Transcribe precisely those lines of the listing that fall between the line containing "Place one marker on each instance of the man in" and the last line, inclusive of both.

++++++++++++++++++++

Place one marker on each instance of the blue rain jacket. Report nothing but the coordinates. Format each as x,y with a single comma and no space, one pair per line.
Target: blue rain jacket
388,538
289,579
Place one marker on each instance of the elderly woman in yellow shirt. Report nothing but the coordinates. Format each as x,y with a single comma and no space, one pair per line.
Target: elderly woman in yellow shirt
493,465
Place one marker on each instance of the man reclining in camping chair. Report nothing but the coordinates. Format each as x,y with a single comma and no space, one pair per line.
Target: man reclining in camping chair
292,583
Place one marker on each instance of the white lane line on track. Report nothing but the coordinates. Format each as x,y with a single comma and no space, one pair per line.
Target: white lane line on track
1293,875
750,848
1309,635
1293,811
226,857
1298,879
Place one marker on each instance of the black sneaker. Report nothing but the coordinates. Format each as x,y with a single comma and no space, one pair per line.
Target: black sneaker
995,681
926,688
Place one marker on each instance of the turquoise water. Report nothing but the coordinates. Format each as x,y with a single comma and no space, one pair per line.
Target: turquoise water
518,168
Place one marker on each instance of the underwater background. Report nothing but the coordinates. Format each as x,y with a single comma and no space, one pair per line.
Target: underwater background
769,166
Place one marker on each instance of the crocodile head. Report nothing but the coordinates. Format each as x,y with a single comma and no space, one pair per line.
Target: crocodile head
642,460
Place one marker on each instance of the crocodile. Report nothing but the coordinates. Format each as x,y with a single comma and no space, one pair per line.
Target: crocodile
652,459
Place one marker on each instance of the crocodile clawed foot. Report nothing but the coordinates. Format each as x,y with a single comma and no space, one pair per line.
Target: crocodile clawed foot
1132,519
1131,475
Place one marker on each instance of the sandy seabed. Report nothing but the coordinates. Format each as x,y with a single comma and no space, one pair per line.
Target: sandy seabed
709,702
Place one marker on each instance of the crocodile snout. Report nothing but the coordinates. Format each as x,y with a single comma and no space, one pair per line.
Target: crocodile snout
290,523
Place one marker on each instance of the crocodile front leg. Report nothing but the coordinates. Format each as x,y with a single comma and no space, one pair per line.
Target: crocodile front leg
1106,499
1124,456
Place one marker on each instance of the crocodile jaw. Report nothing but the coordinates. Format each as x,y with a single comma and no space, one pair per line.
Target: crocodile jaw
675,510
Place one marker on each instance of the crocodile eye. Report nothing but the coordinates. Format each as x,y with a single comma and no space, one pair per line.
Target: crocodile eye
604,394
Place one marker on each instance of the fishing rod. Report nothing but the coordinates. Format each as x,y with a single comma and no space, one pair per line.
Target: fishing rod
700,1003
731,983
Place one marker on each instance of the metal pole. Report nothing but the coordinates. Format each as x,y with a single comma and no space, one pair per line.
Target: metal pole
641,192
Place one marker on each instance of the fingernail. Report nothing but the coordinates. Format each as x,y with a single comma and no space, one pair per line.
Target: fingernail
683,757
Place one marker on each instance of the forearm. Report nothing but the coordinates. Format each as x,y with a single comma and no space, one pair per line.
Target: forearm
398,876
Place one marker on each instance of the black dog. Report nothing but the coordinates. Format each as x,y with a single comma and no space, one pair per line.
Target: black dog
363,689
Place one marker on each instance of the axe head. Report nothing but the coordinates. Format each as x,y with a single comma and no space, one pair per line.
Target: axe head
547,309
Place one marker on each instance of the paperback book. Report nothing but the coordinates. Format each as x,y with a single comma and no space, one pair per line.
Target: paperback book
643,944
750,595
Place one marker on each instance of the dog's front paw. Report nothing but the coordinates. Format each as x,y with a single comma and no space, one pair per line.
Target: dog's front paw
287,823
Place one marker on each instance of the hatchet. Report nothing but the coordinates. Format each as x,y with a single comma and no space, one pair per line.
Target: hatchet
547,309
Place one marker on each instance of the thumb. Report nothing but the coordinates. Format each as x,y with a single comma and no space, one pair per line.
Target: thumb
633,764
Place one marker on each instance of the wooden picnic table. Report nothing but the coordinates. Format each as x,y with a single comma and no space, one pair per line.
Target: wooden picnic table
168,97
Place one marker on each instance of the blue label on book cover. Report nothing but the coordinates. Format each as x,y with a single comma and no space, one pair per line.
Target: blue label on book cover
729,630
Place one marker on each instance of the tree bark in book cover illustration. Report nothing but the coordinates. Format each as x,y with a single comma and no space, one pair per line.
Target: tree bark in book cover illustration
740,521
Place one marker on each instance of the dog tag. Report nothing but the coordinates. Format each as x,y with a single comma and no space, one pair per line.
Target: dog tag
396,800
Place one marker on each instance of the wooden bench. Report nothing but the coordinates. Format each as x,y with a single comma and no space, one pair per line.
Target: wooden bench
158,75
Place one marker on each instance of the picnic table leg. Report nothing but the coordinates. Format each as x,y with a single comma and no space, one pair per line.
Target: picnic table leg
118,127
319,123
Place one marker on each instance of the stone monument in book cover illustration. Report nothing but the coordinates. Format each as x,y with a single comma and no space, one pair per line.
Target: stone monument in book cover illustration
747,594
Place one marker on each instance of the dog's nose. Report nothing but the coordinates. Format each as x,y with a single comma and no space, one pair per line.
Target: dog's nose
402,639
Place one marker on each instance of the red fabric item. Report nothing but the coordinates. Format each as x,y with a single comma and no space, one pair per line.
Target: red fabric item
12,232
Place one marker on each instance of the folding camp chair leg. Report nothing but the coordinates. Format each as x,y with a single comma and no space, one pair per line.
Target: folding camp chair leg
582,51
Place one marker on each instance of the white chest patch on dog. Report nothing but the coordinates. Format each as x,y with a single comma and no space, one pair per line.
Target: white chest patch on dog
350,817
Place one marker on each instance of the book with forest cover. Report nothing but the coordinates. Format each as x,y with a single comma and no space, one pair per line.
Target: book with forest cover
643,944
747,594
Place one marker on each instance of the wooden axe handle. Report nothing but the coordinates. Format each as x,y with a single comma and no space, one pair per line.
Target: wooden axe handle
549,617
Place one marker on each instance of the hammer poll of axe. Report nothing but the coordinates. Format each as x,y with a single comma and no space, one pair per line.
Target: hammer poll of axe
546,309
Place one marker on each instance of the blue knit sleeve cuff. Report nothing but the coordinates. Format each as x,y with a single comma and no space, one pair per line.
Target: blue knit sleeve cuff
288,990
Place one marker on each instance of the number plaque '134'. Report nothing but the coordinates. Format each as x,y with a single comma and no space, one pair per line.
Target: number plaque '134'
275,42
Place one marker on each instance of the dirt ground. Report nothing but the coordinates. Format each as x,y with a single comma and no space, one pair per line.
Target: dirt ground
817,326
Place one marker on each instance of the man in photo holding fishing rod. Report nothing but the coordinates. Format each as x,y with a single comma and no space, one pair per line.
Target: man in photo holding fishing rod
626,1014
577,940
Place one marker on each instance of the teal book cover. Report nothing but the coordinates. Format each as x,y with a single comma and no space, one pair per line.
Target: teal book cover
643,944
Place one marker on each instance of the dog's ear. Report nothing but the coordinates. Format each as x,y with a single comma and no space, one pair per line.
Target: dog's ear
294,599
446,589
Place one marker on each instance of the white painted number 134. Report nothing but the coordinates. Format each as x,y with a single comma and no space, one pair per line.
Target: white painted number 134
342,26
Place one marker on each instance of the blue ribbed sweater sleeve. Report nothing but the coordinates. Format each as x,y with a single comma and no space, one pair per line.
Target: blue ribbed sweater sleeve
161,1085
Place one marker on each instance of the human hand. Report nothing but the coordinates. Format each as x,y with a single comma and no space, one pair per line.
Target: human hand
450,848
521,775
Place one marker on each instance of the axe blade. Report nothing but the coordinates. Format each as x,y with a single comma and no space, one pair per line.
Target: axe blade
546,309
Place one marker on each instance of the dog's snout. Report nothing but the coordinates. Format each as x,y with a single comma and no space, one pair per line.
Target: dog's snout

++++++++++++++++++++

### TASK ANSWER
Place one marker on each instance of the man in photo holding fishing rod. Report nothing but the coordinates. Format each as x,y with a single comma and no space, one pair per line.
Target: man in photo holding fishing rod
626,1014
577,940
Place one marker on each instance of the teal book cover. Report nothing but the coordinates. Format each as x,y with a single comma and no space, one pair per line.
Target: teal book cover
643,944
Place one marker on each instance of the dog's ear. Report nothing but the coordinates. Format each as x,y with a single comma and no space, one pair per line.
Target: dog's ear
294,599
446,589
Place one marker on each instance of the white painted number 134. Report nothing but the coordinates. Format each as x,y with a single comma and no space, one pair per line.
Target: white painted number 134
342,26
Place one marker on each instance of the blue ribbed sweater sleeve. Report nothing but the coordinates. Format each as x,y with a single comma and no space, one pair per line.
Target: blue ribbed sweater sleeve
161,1085
Place one marker on each instance of the human hand. Report nothing but the coordinates. Format each as x,y with a single comma and no space, one pair per line.
Target: human hand
450,848
521,775
Place one marker on each instance of the axe blade. Report nothing but the coordinates. Format each as x,y with a single comma and no space, one pair per line.
Target: axe blade
546,309
Place one marker on each instance of the dog's snout. Report nothing but the coordinates. Format each as x,y with a single comma and no space, one pair per line.
Target: dog's snout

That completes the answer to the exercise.